SELECTED TEXT ::

Re: [PATCH v9 6/7] drm/i915/guc: Check the locking status of GuC WOPCM registers

Joonas Lahtinen <joonas.lahtinen@xxxxxxxxxxxxxxx> · Fri, 09 Feb 2018 12:47:15 +0200

Quoting Jackie Li (2018-02-09 01:03:54)
> GuC WOPCM registers are write-once registers. Current driver code accesses
> these registers without checking the accessibility to these registers which
> will lead to unpredictable driver behaviors if these registers were touch
> by other components (such as faulty BIOS code).
> 
> This patch moves the GuC WOPCM registers updating code into
> intel_guc_wopcm.c and adds check before and after the update to GuC WOPCM
> registers so that we can make sure the driver is in a known state before
> and after writing to these write-once registers.
> 
> v6:
>  - Made sure module reloading won't bug the kernel while doing
>    locking status checking
> 
> v7:
>  - Fixed patch format issues
> 
> v8:
>  - Fixed coding style issue on register lock bit macro definition (Sagar)
> 
> v9:
>  - Avoided to use redundant !! to cast uint to bool (Chris)
>  - Return error code instead of GEM_BUG_ON for locked with invalid register
>    values case (Sagar)
>  - Updated guc_wopcm_hw_init to use guc_wopcm as first parameter (Michal)
>  - Added code to set and validate the HuC_LOADING_AGENT_GUC bit in GuC
>    WOPCM offset register based on the presence of HuC firmware (Michal)

SHORT PROBLEM A :: Shorten the paragraph beginning "This patch moves the GuC WOPCM registers" in the GuC WOPCM patch message above, keeping its main facts.

DATA LISTING ::
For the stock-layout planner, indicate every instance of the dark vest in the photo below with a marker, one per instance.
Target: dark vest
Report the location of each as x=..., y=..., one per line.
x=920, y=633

---

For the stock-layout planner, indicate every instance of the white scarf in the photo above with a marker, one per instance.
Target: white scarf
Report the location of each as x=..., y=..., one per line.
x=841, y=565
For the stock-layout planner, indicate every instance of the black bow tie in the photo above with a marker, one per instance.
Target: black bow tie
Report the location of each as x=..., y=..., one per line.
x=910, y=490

...

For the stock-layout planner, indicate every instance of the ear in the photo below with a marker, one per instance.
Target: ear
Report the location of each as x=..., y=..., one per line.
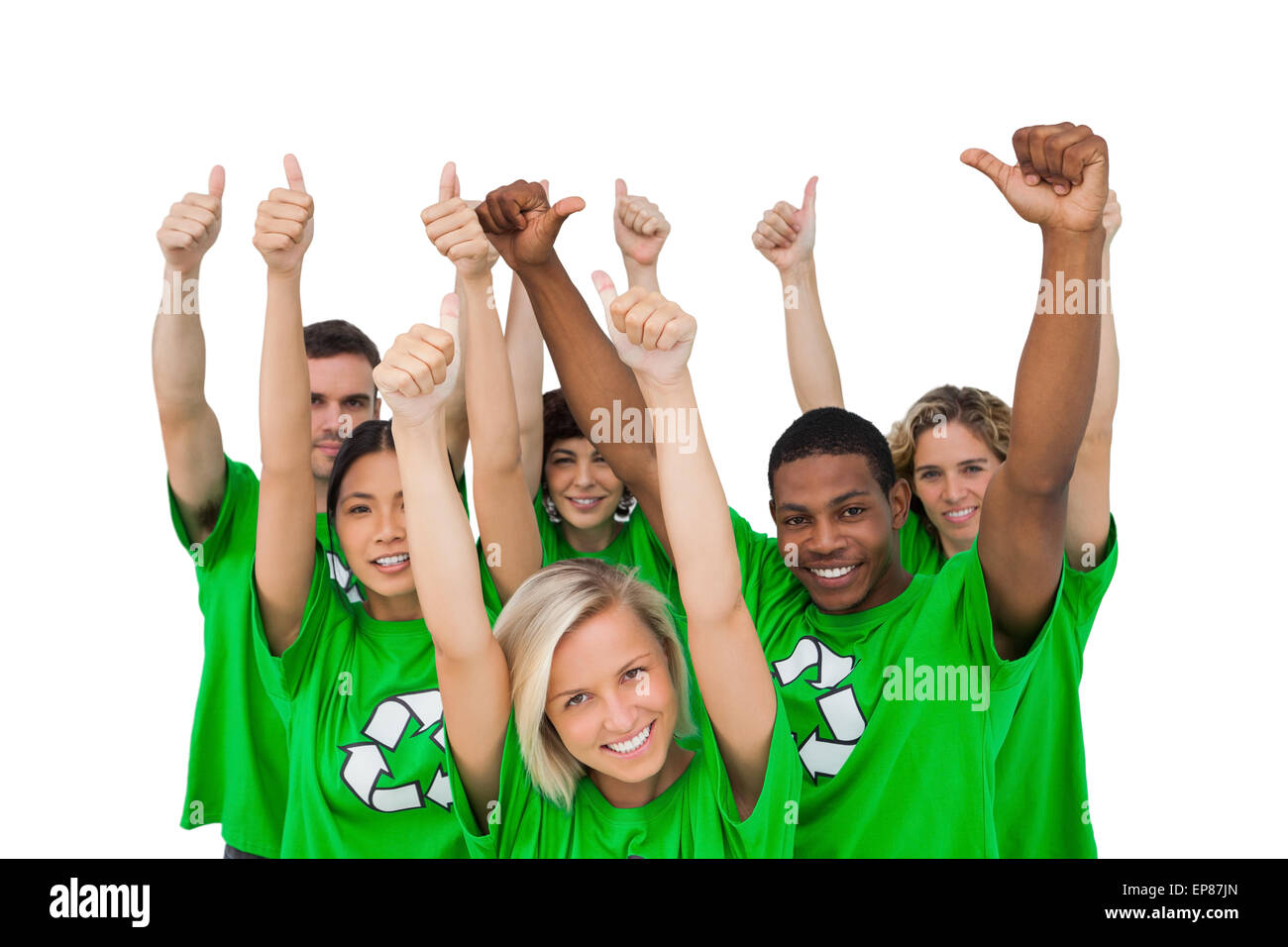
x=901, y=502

SHORT PROBLEM B :: In the rows, reproduce word for word the lines between the line holding "of the dark" and the line holding "x=920, y=633", inclusive.

EXERCISE OUTPUT A :: The patch moves the GuC WOPCM register update code into intel_guc_wopcm.c and adds checks before and after the update. This keeps the driver in a known state before and after it writes to these write-once registers.

EXERCISE OUTPUT B ::
For the stock-layout planner, indicate every instance of the dark vest in the photo below with a marker, one per instance.
Target: dark vest
Report the location of each as x=..., y=..., one per line.
x=920, y=633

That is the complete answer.